= Stated problem =
List each line in the entries below that contains the word "outline", copying every such line in full.

= Material supplied =
┄┄┄┄┄┄
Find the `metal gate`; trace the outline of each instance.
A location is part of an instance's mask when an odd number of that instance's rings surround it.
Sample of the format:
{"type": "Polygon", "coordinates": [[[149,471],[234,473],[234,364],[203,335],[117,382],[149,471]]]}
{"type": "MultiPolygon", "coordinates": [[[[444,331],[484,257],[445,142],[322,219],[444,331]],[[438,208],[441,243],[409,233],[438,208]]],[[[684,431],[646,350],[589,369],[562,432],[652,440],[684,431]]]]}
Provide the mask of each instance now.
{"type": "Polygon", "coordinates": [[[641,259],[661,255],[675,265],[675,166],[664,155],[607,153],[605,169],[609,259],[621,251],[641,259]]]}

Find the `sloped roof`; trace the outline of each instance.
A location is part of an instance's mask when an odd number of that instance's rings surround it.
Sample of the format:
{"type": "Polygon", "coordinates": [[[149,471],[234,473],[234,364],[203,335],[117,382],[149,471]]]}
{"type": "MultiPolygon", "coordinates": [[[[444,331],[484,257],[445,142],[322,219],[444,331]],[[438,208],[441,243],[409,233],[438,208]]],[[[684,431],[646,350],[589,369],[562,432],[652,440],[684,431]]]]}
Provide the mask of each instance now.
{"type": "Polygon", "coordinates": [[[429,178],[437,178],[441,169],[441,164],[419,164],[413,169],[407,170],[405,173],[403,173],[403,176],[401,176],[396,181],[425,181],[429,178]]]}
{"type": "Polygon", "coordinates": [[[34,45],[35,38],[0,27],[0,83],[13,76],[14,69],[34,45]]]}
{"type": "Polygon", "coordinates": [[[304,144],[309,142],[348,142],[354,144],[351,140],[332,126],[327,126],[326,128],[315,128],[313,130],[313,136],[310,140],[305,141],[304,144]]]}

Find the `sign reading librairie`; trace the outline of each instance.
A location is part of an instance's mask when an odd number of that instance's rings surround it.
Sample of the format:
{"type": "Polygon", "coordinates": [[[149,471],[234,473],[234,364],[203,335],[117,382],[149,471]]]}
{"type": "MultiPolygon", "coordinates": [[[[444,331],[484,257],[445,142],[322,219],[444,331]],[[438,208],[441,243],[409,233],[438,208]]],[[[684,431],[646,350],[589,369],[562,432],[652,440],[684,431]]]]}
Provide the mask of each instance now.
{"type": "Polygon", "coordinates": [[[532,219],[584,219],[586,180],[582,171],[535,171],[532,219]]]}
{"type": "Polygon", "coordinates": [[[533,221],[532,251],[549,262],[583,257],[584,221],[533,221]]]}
┄┄┄┄┄┄
= Exercise output =
Find the `metal gate`; trace the outline of each instance.
Find the `sloped roof`; trace the outline of each instance.
Find the `sign reading librairie`; trace the outline of each instance.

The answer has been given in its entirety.